═══ Extracted records

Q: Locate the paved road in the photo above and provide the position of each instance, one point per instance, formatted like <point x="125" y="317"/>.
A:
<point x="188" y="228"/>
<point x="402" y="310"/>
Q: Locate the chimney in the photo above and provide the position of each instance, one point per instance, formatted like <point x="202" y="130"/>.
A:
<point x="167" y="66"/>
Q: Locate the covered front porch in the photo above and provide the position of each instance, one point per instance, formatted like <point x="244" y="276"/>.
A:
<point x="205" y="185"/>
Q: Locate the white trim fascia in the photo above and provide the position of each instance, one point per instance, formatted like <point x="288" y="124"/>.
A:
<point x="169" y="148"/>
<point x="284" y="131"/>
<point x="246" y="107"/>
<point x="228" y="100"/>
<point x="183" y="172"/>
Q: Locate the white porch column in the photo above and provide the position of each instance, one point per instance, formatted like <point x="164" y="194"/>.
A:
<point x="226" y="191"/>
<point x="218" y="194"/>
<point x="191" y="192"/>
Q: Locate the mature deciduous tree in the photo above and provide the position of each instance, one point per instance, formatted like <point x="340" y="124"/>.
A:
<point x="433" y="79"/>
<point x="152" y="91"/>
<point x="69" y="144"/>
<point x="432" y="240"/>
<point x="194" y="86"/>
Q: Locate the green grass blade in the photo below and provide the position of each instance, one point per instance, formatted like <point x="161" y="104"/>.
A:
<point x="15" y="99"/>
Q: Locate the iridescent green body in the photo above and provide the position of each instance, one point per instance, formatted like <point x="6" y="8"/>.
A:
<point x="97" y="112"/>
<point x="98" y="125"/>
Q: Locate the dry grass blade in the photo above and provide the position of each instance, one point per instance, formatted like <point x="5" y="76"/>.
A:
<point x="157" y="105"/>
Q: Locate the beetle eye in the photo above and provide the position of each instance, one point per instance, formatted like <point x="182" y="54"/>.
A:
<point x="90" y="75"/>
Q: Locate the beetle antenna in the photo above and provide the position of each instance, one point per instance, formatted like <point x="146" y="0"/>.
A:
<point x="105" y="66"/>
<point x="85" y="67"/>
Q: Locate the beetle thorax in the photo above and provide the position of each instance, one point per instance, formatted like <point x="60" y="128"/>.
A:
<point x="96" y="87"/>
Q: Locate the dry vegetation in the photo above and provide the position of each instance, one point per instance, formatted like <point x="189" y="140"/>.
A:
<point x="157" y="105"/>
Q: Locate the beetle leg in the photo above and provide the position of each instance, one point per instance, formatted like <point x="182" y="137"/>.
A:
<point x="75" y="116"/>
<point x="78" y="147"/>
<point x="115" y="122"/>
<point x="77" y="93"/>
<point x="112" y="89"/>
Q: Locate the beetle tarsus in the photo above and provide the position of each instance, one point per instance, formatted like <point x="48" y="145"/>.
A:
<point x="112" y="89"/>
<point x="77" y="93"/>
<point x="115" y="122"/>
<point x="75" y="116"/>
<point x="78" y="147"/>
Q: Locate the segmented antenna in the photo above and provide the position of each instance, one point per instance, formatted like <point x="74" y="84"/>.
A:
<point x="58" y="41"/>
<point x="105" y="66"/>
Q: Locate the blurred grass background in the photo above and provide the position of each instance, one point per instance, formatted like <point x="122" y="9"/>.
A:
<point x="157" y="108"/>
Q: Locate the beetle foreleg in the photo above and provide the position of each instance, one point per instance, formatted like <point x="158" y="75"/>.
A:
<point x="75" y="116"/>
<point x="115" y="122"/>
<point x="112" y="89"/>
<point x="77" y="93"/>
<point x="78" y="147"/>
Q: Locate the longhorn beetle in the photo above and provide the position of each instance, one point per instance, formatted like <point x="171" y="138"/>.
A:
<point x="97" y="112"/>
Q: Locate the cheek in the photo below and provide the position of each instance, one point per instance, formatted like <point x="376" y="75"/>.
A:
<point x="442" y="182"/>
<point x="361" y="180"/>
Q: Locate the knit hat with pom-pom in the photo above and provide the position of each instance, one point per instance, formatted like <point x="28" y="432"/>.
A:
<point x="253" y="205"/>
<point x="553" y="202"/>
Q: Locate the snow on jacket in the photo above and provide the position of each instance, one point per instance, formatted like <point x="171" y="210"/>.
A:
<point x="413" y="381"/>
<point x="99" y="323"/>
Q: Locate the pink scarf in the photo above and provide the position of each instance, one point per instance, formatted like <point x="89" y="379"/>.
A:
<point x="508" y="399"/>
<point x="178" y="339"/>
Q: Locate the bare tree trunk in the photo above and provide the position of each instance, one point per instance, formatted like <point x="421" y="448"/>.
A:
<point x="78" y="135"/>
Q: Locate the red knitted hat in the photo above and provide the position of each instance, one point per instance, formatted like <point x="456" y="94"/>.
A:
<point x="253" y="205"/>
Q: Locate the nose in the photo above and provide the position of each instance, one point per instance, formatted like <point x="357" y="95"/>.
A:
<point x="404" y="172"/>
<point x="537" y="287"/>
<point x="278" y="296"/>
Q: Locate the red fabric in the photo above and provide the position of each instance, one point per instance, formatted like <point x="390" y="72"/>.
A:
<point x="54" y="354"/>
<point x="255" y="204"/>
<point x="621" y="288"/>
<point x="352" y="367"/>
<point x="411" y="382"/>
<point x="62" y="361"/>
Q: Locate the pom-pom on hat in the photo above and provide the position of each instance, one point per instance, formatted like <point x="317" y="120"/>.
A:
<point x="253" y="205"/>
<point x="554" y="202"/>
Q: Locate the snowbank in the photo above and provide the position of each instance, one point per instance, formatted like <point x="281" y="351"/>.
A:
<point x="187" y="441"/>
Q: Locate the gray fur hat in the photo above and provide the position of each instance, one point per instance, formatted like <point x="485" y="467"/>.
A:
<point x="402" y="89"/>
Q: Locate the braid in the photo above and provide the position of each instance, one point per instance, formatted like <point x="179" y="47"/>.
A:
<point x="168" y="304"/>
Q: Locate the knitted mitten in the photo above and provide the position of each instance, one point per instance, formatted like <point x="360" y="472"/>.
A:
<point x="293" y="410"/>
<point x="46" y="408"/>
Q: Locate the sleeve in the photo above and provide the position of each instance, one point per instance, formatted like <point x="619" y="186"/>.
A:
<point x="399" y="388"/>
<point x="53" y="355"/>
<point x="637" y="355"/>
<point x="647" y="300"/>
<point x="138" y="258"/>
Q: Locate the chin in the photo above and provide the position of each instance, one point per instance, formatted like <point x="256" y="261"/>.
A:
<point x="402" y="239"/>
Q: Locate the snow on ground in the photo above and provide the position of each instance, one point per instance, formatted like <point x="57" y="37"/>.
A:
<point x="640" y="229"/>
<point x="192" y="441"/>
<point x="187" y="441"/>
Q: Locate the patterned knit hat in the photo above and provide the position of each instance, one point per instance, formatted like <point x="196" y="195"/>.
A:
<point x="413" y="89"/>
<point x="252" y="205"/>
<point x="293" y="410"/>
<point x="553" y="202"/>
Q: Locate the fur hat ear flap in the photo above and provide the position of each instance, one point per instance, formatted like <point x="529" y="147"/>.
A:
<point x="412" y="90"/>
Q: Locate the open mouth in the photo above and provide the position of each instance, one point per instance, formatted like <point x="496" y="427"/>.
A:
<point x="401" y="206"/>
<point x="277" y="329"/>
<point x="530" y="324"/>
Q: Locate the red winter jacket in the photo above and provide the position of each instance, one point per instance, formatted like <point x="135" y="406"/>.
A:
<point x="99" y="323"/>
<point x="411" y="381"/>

══════

The exercise: Each line of the material should be duplicated exactly, please.

Correct output:
Q: Locate the paved road in the photo above and provide the position of each instance, one point per instance, formatted like <point x="125" y="317"/>.
A:
<point x="188" y="228"/>
<point x="402" y="310"/>
Q: Locate the chimney in the photo above and provide the position of each instance, one point per instance, formatted like <point x="202" y="130"/>.
A:
<point x="167" y="66"/>
Q: Locate the covered front porch in the photo above and provide the position of each instance, one point per instance, formatted like <point x="244" y="276"/>.
A:
<point x="205" y="185"/>
Q: Locate the white trim fascia in the photo above and provide the position of each instance, one point per instance, formatted like <point x="288" y="124"/>.
A:
<point x="169" y="148"/>
<point x="284" y="131"/>
<point x="246" y="107"/>
<point x="228" y="100"/>
<point x="183" y="172"/>
Q: Locate the white porch column in the photo above and provide the position of each instance, one point per instance, formatted like <point x="164" y="194"/>.
A:
<point x="226" y="191"/>
<point x="218" y="194"/>
<point x="191" y="192"/>
Q: Locate the mature deciduous tree in the photo above and provide the position of each instance, one point per instance, formatted like <point x="340" y="124"/>.
A:
<point x="433" y="79"/>
<point x="152" y="91"/>
<point x="69" y="144"/>
<point x="432" y="240"/>
<point x="194" y="86"/>
Q: Locate the green grass blade in the photo below and provide the position of each instance, one point per instance, formatted like <point x="161" y="104"/>.
A:
<point x="15" y="99"/>
Q: Locate the iridescent green body in the photo above and provide the position of each instance, one point per instance, formatted like <point x="6" y="8"/>.
A:
<point x="97" y="112"/>
<point x="98" y="125"/>
Q: Locate the dry grass blade in the photo above and provide the position of each instance, one point per instance, formatted like <point x="5" y="76"/>.
A:
<point x="157" y="105"/>
Q: Locate the beetle eye in the photo above and provide the position of each instance, one point per instance, formatted like <point x="182" y="54"/>.
A:
<point x="90" y="75"/>
Q: Locate the beetle antenna in the photo above and provide the position of each instance, one point per instance, formatted like <point x="146" y="0"/>.
A:
<point x="105" y="66"/>
<point x="85" y="67"/>
Q: Locate the beetle thorax in the photo above and provide the position of each instance, one point per instance, formatted like <point x="60" y="128"/>.
A:
<point x="96" y="87"/>
Q: Locate the dry vegetation in the photo above and provide the position of each instance, one point per instance, formatted like <point x="189" y="140"/>.
A:
<point x="157" y="105"/>
Q: Locate the beetle leg in the photo above and provide the position of each instance, one point per instance, formatted like <point x="182" y="137"/>.
A:
<point x="75" y="116"/>
<point x="78" y="147"/>
<point x="115" y="122"/>
<point x="77" y="93"/>
<point x="112" y="89"/>
Q: Locate the beetle tarsus in the photo above and provide the position of each instance, one point per instance, formatted like <point x="48" y="145"/>.
A:
<point x="112" y="89"/>
<point x="77" y="93"/>
<point x="115" y="122"/>
<point x="75" y="116"/>
<point x="78" y="147"/>
Q: Locate the segmented antenna in the photo above and provide the position of each instance, one point per instance, formatted like <point x="74" y="84"/>.
A:
<point x="58" y="41"/>
<point x="105" y="66"/>
Q: Locate the blurred grass background in the photo above and provide the position of each instance, one point per instance, formatted like <point x="122" y="9"/>.
A:
<point x="157" y="108"/>
Q: Locate the beetle foreleg in the photo above and provide the position of each instance, one point per instance, formatted like <point x="158" y="75"/>.
A:
<point x="75" y="116"/>
<point x="115" y="122"/>
<point x="112" y="89"/>
<point x="77" y="93"/>
<point x="78" y="147"/>
Q: Locate the longhorn beetle in the photo above and provide the position of each instance, one point per instance, formatted like <point x="171" y="138"/>.
A:
<point x="97" y="112"/>
Q: Locate the cheek in the photo below and provide the position of each instance, one point per instance, formatted like <point x="376" y="75"/>.
A:
<point x="442" y="182"/>
<point x="361" y="180"/>
Q: Locate the knit hat with pom-pom in the photo above and provide the position of each instance, one point per instance, formatted like <point x="28" y="432"/>.
A:
<point x="253" y="205"/>
<point x="553" y="202"/>
Q: Locate the snow on jacket in the photo above and provide the position of each instance, one point per instance, formatted like <point x="171" y="210"/>.
A:
<point x="413" y="381"/>
<point x="99" y="323"/>
Q: Locate the pink scarf in the photo above and provide the position of each instance, one point per instance, formatted like <point x="89" y="379"/>.
A:
<point x="508" y="399"/>
<point x="178" y="339"/>
Q: Locate the bare tree trunk in the photo above and provide the position of each instance, one point per instance, formatted like <point x="421" y="448"/>.
A:
<point x="78" y="135"/>
Q: Locate the red knitted hat in the photo above and provide the position of each instance, one point per instance, formatted like <point x="456" y="94"/>.
A:
<point x="253" y="205"/>
Q: Locate the nose in the photo above and provide the position of each instance, one point per instance, formatted like <point x="357" y="95"/>.
A:
<point x="404" y="172"/>
<point x="537" y="287"/>
<point x="278" y="296"/>
Q: Locate the red fabric in the photo above and provide the position of each instance, one point per instance, formatted like <point x="390" y="72"/>.
A:
<point x="54" y="354"/>
<point x="255" y="204"/>
<point x="621" y="288"/>
<point x="352" y="367"/>
<point x="411" y="382"/>
<point x="62" y="361"/>
Q: Locate the pom-pom on hat in the photo above and provide the position of each instance, one point per instance, formatted like <point x="317" y="120"/>.
A:
<point x="253" y="205"/>
<point x="554" y="202"/>
Q: Locate the snowbank in the photo above and provide the position of each instance, one point per instance, formatted like <point x="281" y="351"/>.
A:
<point x="187" y="441"/>
Q: Locate the gray fur hat in the photo above and provide the position of each instance, one point per instance, formatted like <point x="485" y="467"/>.
A:
<point x="402" y="89"/>
Q: Locate the braid in the photo above and provide the position of each instance, one point per instance, formatted like <point x="179" y="47"/>.
A:
<point x="168" y="304"/>
Q: Locate the knitted mitten in the photo above and provide the position of each instance, one point per instance, formatted like <point x="360" y="472"/>.
A:
<point x="293" y="410"/>
<point x="46" y="408"/>
Q: Locate the sleeve in the photo above and provide the position of each instance, one point per instance, formatted like <point x="619" y="186"/>.
A:
<point x="399" y="388"/>
<point x="53" y="355"/>
<point x="637" y="355"/>
<point x="647" y="300"/>
<point x="138" y="258"/>
Q: Locate the chin in the photo above and provide the position of each instance, one point per instance, formatted like <point x="256" y="261"/>.
A:
<point x="402" y="239"/>
Q: Locate the snow on ground in the photo above and provide the position of each instance, one point per instance, formatted like <point x="57" y="37"/>.
A:
<point x="640" y="229"/>
<point x="192" y="441"/>
<point x="187" y="441"/>
Q: Locate the patterned knit hat in the photo above and provide the position of each instance, one point per instance, formatted like <point x="196" y="195"/>.
A:
<point x="413" y="89"/>
<point x="252" y="205"/>
<point x="293" y="410"/>
<point x="553" y="202"/>
Q: Locate the fur hat ear flap in the photo above and provide the position of each instance, one point per instance, formatted like <point x="529" y="147"/>.
A:
<point x="412" y="90"/>
Q: Locate the open mouth in the photo above and provide the position of each instance, one point per instance, formatted like <point x="496" y="427"/>.
A:
<point x="401" y="206"/>
<point x="277" y="329"/>
<point x="530" y="324"/>
Q: Locate the red winter jacket in the photo above and provide the position of each instance, one point per instance, formatted like <point x="135" y="406"/>.
A:
<point x="99" y="323"/>
<point x="411" y="381"/>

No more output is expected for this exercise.